- **Exercise**
In two sentences, summarize the text below on the dollar's place in global finance.
---------- Text passage
Some are frustrated by the unintended role of the Bank for International Settlements, a Swiss-based organization known as the central bank for central banks.
America’s dominance of the global financial system has been a cornerstone of the post-World War II order, reflecting its economic and military heft but also the fact that dollar-denominated assets such as U.S. Treasury bonds are safe from government seizure and inflation, and easy to buy and sell. Although central banks have diversified their holdings, including in gold, about 58 percent of foreign-exchange reserves are held in dollars, and the dollar’s network effects put U.S. banks at the center of global payments systems.
Sending money around the world is a bit like taking a long flight; if there is no direct connection between two airports, passengers will need to change flights, ideally at a busy hub where many other flights connect. In the world of international payments, the biggest hub is America, where many global banks exchange foreign currencies from those paying in dollars and then into the currencies in which the payments are received.
The centrality of the dollar provides what scholars Henry Farrell and Abraham Newman call “panopticon effects” and “choke points.” Because almost all banks that transact in dollars must do so through a correspondent bank in America, it is able to monitor flows for signs of terrorist financing and sanctions evasion, giving America’s leaders a tremendous lever of power—leverage they have been eager to use as an alternative to going to war.
The number of people under U.S. sanctions has risen by more than 900% (to about 9,400) in the two decades to 2021. America has demanded that some foreign banks disconnect from SWIFT, a Belgium-based messaging system used by about 11,000 banks in 200 countries to transfer money across borders. In 2018, SWIFT cut off Iran.
But all this pales in comparison to the ferocity of the financial assault on Russia after its invasion of Ukraine in 2022. The West has frozen $282 billion in Russian assets held abroad, disconnected Russian banks from the SWIFT system, and barred them from processing payments through US banks. America has threatened “secondary sanctions” on banks in other countries that support the Russian war effort. Even European policymakers, who support the sanctions, were appalled by the speed with which Visa and Mastercard – two US companies on which the eurozone relies for retail payments – closed their doors in Russia.
The tsunami that hit Russia has prompted America’s adversaries to accelerate their efforts to move away from the dollar, and has prompted many other governments to consider their dependence on American financing. China sees this dependence as one of its greatest weaknesses.
--------------------
---------- Records supplied
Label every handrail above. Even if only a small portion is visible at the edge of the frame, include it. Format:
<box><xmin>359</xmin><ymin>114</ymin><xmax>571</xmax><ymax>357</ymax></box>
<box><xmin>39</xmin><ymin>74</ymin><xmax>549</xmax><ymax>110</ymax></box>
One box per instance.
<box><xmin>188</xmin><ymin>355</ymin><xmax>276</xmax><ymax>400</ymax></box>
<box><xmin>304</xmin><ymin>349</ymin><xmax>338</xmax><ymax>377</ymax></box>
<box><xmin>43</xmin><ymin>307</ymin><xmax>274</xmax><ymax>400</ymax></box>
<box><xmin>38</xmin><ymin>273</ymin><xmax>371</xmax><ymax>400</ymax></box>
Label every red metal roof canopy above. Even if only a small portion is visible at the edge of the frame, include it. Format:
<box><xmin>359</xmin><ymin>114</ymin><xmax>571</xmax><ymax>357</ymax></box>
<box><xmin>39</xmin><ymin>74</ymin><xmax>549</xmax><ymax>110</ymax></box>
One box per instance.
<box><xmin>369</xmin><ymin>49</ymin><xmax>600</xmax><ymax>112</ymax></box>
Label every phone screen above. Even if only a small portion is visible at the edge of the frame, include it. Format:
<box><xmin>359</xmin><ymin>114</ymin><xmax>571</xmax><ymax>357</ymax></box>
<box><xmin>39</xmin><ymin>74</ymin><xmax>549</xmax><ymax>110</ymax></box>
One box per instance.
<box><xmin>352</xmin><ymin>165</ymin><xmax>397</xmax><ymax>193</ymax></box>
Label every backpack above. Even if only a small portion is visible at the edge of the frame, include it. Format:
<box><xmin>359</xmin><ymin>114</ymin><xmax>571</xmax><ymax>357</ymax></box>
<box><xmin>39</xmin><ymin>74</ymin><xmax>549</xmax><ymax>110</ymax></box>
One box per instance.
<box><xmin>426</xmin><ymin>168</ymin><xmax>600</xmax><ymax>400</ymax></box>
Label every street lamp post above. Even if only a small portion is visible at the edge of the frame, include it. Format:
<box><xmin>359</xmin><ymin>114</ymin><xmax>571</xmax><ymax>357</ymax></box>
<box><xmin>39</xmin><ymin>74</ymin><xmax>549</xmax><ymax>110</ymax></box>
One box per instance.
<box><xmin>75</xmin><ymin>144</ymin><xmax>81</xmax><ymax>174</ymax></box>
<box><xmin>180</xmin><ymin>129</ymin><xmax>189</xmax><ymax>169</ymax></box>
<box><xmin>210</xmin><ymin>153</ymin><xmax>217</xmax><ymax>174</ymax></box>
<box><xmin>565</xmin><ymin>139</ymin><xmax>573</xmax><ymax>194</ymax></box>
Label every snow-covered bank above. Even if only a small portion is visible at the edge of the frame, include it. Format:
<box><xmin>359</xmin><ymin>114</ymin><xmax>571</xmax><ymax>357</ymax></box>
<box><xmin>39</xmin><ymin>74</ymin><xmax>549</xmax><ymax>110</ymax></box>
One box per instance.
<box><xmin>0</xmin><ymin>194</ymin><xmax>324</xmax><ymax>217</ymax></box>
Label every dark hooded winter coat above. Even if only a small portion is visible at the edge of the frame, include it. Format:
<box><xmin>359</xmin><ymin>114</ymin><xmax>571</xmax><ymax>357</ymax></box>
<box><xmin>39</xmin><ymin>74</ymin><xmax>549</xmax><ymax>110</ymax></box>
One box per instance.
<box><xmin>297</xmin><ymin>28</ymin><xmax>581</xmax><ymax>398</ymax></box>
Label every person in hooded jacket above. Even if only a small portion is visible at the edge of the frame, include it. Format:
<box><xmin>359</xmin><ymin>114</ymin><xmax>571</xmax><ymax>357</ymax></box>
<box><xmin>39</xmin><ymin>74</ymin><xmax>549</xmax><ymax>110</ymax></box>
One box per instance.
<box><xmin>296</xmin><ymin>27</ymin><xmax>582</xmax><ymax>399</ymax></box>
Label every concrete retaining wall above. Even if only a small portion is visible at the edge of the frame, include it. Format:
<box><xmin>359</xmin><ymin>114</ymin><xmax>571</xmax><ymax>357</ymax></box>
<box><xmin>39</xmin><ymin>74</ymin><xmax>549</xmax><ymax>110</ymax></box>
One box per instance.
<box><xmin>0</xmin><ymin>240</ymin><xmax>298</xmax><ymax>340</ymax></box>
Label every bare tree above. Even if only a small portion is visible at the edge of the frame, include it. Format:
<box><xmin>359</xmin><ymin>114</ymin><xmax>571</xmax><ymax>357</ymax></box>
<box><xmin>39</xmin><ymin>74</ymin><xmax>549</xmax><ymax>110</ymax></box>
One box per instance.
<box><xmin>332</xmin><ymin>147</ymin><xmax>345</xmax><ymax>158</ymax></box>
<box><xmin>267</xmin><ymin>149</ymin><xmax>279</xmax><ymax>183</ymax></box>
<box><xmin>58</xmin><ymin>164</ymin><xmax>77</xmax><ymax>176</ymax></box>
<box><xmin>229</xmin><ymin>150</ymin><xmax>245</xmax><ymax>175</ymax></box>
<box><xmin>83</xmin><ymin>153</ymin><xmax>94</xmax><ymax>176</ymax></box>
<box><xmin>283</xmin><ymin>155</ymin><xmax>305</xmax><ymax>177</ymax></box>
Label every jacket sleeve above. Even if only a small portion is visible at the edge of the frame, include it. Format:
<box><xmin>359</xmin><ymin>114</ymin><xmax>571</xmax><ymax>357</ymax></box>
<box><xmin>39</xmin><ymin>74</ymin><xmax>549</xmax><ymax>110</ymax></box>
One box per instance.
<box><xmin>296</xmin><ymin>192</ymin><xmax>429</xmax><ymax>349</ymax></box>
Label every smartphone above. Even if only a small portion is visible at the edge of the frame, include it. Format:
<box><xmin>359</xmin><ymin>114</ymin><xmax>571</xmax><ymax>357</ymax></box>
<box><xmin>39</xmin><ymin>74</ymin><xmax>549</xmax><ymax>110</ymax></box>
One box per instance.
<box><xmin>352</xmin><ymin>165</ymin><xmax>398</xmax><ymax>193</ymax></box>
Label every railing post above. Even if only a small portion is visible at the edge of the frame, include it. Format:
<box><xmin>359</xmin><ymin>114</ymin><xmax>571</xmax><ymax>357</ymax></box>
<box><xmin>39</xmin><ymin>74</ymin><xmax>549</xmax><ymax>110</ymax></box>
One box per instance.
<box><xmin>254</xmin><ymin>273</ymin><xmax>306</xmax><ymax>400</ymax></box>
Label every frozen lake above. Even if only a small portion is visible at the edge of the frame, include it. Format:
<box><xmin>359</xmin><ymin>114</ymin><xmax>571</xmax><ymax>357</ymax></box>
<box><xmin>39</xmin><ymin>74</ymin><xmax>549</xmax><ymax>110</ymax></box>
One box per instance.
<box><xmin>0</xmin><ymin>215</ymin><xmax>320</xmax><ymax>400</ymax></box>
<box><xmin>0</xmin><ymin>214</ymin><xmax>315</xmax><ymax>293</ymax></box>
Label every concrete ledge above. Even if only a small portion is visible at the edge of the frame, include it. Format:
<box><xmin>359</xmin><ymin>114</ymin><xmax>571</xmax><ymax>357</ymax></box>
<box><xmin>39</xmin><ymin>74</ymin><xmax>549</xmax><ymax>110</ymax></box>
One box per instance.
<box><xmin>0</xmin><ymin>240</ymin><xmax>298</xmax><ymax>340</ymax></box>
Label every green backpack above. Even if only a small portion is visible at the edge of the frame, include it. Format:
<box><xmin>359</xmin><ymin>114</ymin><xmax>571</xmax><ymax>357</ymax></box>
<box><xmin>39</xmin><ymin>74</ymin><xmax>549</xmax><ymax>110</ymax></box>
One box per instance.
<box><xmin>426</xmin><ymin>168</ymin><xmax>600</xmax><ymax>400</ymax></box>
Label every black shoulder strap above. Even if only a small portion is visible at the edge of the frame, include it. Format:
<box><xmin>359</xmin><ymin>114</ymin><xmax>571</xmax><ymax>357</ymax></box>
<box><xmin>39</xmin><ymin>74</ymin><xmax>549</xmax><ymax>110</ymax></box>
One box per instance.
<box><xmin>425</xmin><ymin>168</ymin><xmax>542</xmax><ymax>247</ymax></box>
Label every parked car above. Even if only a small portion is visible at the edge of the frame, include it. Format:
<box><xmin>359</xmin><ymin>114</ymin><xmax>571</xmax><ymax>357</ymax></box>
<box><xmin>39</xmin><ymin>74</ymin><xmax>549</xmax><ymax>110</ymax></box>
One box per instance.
--------------------
- **Reply**
The dollar's central role in the global financial system, with about 58 percent of foreign-exchange reserves held in dollars and U.S. banks at the hub of international payments, lets America monitor money flows and gives its leaders a powerful lever, which they have used through sanctions and by pushing banks off SWIFT. After Russia's 2022 invasion of Ukraine, the West froze $282 billion in Russian assets and cut Russian banks off from SWIFT and U.S. banks, which has driven America's adversaries to speed their move away from the dollar and led many other governments to weigh their reliance on American financing.